■ DATA FOR THIS EXERCISE
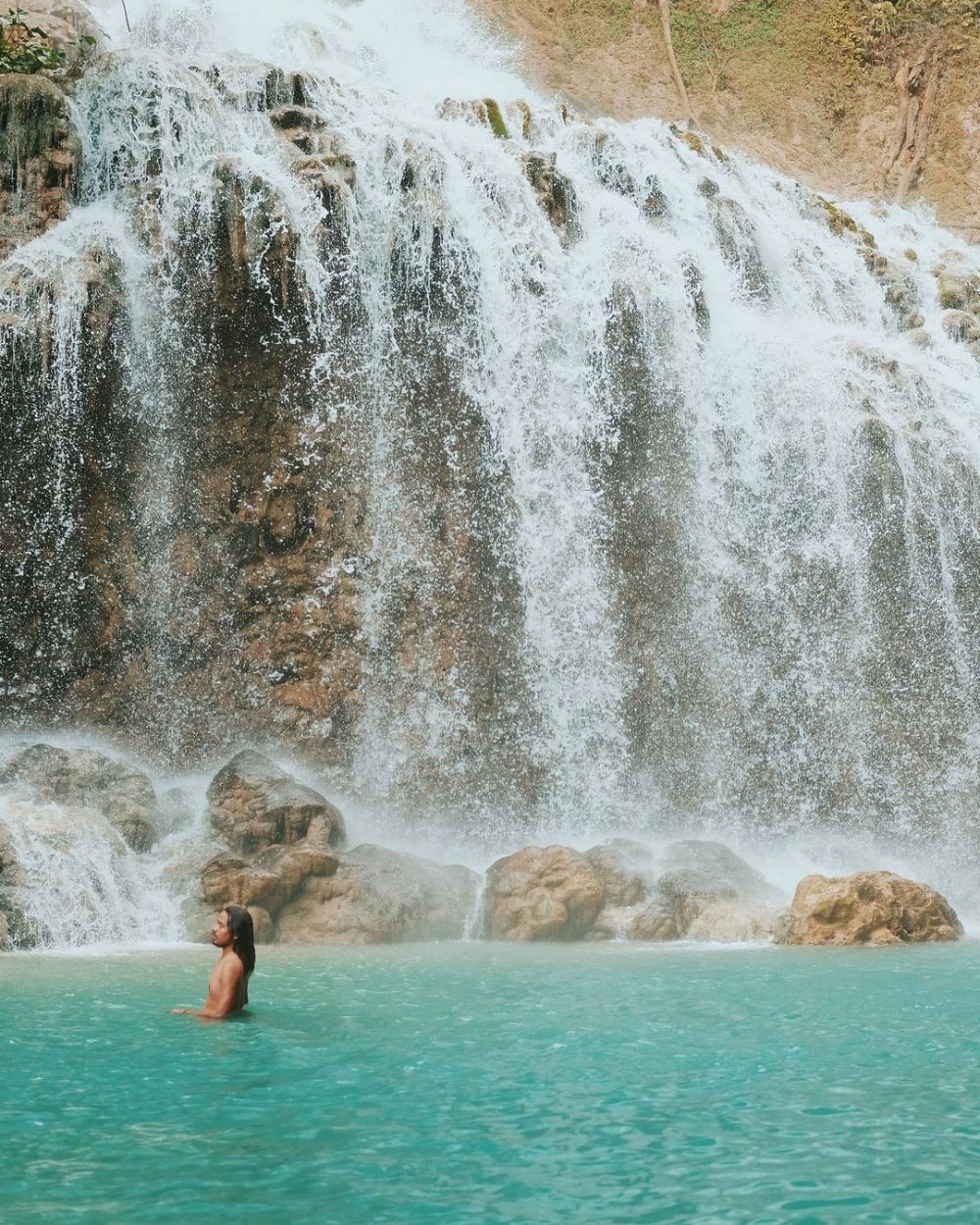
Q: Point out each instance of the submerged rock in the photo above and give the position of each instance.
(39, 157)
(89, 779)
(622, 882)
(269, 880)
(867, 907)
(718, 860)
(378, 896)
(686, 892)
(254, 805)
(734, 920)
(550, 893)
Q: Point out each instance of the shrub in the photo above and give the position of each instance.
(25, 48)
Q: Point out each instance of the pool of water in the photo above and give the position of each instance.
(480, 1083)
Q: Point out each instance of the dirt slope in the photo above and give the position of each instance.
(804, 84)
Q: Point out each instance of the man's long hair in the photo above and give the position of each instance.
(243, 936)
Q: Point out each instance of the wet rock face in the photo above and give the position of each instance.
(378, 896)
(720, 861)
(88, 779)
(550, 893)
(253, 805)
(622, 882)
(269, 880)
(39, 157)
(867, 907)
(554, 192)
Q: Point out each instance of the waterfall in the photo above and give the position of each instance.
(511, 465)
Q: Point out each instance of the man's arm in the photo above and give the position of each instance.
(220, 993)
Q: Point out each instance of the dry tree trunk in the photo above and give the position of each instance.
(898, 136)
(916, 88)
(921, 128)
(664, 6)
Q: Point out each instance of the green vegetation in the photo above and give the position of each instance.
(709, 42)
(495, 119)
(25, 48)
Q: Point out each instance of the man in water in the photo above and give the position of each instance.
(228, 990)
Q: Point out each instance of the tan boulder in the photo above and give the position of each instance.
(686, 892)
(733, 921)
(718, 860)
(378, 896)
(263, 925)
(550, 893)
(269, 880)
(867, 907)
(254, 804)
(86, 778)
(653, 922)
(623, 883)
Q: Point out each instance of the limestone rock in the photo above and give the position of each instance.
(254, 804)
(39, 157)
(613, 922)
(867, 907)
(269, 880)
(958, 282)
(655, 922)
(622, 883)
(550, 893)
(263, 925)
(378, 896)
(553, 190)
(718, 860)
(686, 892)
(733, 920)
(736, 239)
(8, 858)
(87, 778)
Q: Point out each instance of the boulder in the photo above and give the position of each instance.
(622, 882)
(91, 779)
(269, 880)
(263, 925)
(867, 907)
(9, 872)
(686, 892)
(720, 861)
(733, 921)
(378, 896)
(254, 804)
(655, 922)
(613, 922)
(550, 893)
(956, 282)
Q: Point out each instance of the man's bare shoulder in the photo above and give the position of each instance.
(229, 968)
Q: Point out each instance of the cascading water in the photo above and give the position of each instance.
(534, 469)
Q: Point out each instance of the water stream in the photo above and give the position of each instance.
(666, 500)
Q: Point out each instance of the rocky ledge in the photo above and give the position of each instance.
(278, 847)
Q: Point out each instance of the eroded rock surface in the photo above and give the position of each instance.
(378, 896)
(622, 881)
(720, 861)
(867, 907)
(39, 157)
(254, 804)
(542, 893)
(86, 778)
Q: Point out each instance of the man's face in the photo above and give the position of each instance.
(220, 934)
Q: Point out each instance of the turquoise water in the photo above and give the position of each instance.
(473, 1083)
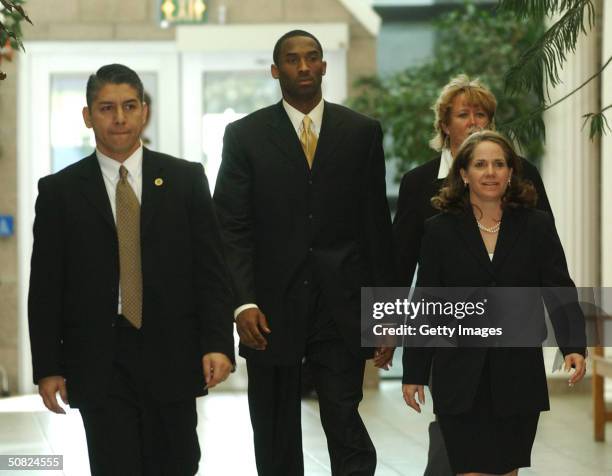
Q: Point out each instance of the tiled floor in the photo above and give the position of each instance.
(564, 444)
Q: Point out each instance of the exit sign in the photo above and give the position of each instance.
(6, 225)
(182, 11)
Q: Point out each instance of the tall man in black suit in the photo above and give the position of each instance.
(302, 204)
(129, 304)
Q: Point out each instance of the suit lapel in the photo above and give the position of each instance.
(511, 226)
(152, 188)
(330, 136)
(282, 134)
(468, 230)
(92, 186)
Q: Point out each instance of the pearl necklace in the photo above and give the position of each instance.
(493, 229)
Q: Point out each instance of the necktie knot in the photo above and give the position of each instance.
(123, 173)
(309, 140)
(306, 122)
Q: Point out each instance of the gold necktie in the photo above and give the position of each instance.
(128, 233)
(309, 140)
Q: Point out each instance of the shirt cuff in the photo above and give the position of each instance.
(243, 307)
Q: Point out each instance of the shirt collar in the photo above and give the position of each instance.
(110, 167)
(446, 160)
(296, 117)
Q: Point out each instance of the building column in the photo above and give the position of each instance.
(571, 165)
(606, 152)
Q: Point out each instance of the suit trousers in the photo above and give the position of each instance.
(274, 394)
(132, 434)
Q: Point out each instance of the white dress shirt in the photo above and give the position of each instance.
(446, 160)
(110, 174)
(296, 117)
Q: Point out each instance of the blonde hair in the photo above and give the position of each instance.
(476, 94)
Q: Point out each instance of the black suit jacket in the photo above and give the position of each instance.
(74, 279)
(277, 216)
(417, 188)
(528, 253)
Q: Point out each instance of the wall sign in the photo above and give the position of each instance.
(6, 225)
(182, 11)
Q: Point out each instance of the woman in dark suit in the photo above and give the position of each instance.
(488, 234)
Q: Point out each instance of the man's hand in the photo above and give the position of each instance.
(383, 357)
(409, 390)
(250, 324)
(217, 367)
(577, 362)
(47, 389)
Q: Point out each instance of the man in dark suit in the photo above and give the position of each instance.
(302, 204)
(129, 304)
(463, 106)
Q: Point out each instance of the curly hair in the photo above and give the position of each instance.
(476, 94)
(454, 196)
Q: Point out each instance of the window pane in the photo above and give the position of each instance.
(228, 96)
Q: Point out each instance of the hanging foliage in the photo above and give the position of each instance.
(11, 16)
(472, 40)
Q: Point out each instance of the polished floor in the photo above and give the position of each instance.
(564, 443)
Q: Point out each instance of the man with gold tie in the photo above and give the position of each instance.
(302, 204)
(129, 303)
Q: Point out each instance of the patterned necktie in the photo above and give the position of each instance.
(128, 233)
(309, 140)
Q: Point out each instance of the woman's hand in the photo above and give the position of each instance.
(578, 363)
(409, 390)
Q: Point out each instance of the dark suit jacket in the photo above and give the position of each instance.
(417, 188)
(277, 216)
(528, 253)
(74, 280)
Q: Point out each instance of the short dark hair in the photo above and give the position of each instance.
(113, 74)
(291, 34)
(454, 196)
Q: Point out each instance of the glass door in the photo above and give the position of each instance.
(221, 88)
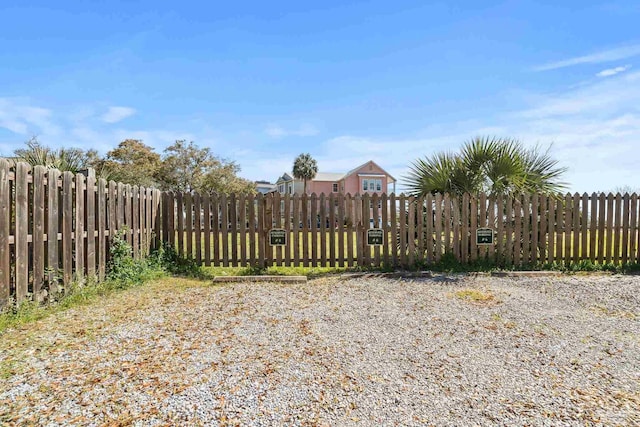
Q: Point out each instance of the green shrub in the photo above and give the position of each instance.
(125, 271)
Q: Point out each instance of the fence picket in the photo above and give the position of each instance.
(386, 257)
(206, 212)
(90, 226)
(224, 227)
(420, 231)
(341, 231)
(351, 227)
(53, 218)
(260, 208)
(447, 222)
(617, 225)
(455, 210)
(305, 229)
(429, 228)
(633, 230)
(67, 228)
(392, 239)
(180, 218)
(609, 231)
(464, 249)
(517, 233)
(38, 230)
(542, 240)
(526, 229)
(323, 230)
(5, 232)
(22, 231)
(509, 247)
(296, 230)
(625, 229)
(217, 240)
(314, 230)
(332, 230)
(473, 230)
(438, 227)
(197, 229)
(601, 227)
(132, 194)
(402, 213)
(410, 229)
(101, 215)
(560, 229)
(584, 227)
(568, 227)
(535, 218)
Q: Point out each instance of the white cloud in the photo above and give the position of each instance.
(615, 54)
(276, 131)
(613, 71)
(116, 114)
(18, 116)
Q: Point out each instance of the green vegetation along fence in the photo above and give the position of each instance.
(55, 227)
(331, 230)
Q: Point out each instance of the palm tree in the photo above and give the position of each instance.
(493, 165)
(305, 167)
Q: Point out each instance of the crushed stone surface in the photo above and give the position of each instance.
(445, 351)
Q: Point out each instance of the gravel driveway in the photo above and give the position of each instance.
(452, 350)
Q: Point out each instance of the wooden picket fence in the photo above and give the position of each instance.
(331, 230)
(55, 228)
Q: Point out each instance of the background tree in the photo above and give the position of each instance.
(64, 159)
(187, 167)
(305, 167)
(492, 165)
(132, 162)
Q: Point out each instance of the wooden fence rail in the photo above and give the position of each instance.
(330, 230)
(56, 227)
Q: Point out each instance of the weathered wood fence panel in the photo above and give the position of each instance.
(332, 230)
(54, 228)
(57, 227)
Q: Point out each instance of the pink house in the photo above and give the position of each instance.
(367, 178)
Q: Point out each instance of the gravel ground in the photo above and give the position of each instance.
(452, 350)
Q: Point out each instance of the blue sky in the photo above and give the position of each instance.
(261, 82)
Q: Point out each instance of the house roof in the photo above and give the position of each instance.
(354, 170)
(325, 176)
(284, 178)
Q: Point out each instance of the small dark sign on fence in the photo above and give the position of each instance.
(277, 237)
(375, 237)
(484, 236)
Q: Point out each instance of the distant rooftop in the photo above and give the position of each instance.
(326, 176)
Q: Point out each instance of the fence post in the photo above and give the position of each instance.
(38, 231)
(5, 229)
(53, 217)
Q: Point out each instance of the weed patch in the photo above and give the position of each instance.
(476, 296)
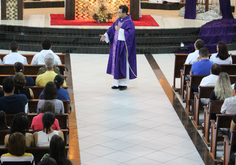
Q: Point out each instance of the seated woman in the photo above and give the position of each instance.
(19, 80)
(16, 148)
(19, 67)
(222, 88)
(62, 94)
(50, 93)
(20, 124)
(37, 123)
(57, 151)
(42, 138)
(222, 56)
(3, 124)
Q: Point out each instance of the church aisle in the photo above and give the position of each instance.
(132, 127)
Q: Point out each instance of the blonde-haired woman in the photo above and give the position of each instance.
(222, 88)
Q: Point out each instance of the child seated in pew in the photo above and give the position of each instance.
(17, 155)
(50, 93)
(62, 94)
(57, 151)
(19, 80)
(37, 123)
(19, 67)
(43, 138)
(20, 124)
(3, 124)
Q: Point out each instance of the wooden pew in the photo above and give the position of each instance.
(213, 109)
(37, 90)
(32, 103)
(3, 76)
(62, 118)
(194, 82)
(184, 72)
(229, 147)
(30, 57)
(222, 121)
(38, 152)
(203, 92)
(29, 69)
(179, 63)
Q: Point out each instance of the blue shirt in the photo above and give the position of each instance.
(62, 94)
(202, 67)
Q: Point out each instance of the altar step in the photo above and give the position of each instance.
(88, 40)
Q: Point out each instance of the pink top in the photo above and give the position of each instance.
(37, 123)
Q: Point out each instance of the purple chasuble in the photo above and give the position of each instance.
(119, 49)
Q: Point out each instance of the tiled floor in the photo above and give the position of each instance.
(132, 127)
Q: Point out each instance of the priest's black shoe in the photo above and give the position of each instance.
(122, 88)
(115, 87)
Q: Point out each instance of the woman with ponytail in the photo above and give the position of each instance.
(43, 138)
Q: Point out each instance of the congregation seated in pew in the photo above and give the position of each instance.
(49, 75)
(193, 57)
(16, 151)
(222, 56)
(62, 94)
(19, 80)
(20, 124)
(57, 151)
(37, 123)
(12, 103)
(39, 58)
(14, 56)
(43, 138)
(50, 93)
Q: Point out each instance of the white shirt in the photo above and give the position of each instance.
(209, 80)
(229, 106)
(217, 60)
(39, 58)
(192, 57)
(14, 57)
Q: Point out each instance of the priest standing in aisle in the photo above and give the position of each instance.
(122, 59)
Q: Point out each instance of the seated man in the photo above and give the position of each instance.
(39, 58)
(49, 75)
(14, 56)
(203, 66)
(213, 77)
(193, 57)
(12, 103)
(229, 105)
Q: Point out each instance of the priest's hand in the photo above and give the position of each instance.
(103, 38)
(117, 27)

■ ACTION ITEM
Set down exactly the lines from the one that contains "Q: Point out each instance of the priest's hand" to the final line above, both included, and nothing more.

■ TASK RESULT
Q: Point out each instance of the priest's hand in the photo above and give the position of each instance.
(103, 38)
(117, 27)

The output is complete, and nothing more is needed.